§ **Stated exercise**
In the material below, switch "locomotive" to "engine" throughout the stretch from the line containing "Exercise. Mark every instance of the steam" through the line containing "[(307, 326)]", and give only those lines, otherwise unchanged.

§ **Given entries**
--------------------------------
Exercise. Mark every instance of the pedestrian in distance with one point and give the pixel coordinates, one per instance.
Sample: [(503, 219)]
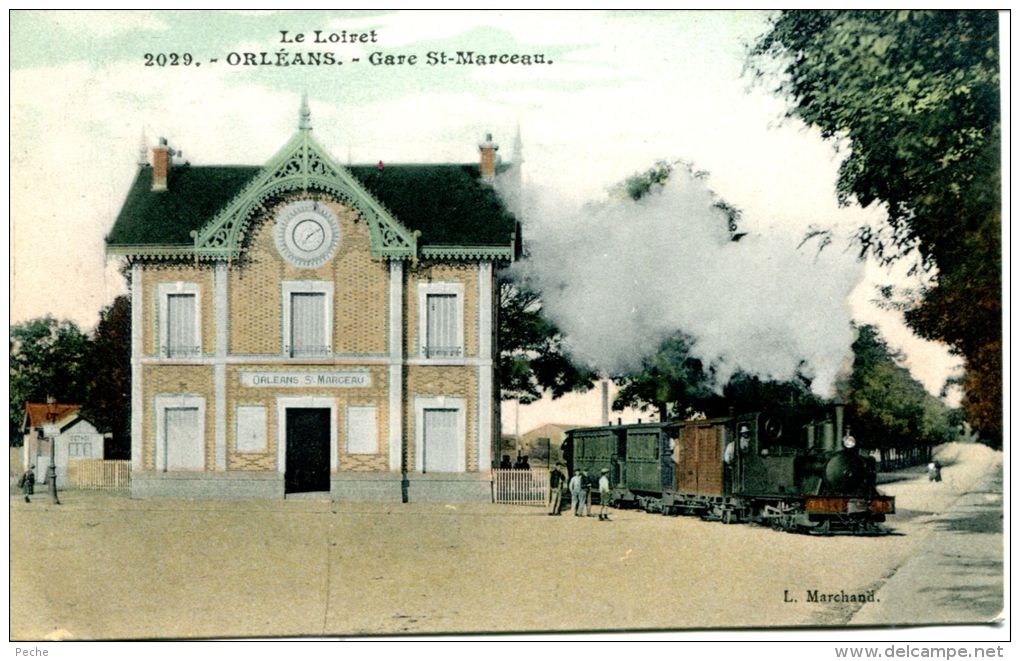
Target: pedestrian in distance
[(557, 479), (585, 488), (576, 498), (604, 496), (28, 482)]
--------------------------------
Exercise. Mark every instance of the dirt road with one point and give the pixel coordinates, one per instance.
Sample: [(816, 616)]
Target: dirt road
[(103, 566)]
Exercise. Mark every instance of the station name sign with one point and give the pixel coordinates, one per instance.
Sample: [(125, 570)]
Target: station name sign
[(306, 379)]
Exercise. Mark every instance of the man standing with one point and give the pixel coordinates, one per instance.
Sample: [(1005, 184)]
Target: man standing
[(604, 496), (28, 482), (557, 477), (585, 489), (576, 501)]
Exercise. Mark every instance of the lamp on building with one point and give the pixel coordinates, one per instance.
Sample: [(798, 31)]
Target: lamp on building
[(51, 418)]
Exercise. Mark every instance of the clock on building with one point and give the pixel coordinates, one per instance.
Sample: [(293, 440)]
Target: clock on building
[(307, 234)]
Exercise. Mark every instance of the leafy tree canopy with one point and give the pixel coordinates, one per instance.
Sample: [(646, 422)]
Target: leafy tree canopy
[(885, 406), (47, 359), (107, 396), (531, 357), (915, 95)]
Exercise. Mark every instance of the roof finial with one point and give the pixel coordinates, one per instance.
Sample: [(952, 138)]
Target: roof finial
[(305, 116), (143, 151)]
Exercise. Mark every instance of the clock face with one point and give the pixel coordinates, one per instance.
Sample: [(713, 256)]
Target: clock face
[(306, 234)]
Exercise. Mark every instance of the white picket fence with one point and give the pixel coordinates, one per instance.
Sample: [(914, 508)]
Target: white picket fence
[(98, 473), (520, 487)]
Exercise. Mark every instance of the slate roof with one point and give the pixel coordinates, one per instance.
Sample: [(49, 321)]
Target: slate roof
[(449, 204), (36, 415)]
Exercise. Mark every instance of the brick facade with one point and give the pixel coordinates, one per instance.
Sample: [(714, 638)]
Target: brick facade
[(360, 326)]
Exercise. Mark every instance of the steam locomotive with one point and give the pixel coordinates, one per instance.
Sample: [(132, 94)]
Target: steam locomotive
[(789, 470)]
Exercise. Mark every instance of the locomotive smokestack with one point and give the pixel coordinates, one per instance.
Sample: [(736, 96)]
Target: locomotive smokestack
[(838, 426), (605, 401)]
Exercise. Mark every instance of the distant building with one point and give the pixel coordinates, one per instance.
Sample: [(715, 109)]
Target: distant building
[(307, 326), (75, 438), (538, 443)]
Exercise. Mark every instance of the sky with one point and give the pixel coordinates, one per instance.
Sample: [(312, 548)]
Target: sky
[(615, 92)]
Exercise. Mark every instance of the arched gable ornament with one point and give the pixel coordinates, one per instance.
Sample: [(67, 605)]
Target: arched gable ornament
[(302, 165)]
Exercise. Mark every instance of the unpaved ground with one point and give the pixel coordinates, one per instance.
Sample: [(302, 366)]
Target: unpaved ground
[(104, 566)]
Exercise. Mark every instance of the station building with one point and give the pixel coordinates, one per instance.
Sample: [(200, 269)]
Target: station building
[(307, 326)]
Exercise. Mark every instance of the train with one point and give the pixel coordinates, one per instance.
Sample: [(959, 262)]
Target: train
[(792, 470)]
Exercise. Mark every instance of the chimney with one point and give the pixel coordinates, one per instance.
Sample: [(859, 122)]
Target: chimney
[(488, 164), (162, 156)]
--------------------------------
§ **Output of the task**
Exercise. Mark every instance of the steam engine with one point and give the pixel coordinates, one per instance.
Sample: [(132, 94)]
Target: steam engine
[(789, 470)]
Exercise. Mark every instance of the engine smokestack with one point and give the pixel coordinates, one per instance.
Sample: [(736, 96)]
Target: engine smokestack
[(838, 426), (605, 401)]
Exercise. Mark every instance of the distant building with one point and give the pixel coordinates, one per instance.
Sample: [(715, 109)]
Target: distant building
[(307, 326), (75, 438), (538, 443)]
Exercise. Mark every instance of the sky with one point and give the pixel coordinates, one per instance.
Sample: [(312, 548)]
Target: sky
[(615, 92)]
Exercise. Mark every instance of the arched gable ornament with one point and give the pixel coordinates, one per instance.
Sample: [(67, 605)]
Target: arched gable ornament
[(302, 165)]
Exercise. Mark every instance of the unpaved ground with one point and give the pixel coordinates, one per instance.
Sample: [(302, 366)]
Target: unpaved ground
[(104, 566)]
Exercise. Mark every instance of the station building with one point and give the pixel coordinates, one per instance.
Sample: [(200, 269)]
Target: station building
[(307, 326)]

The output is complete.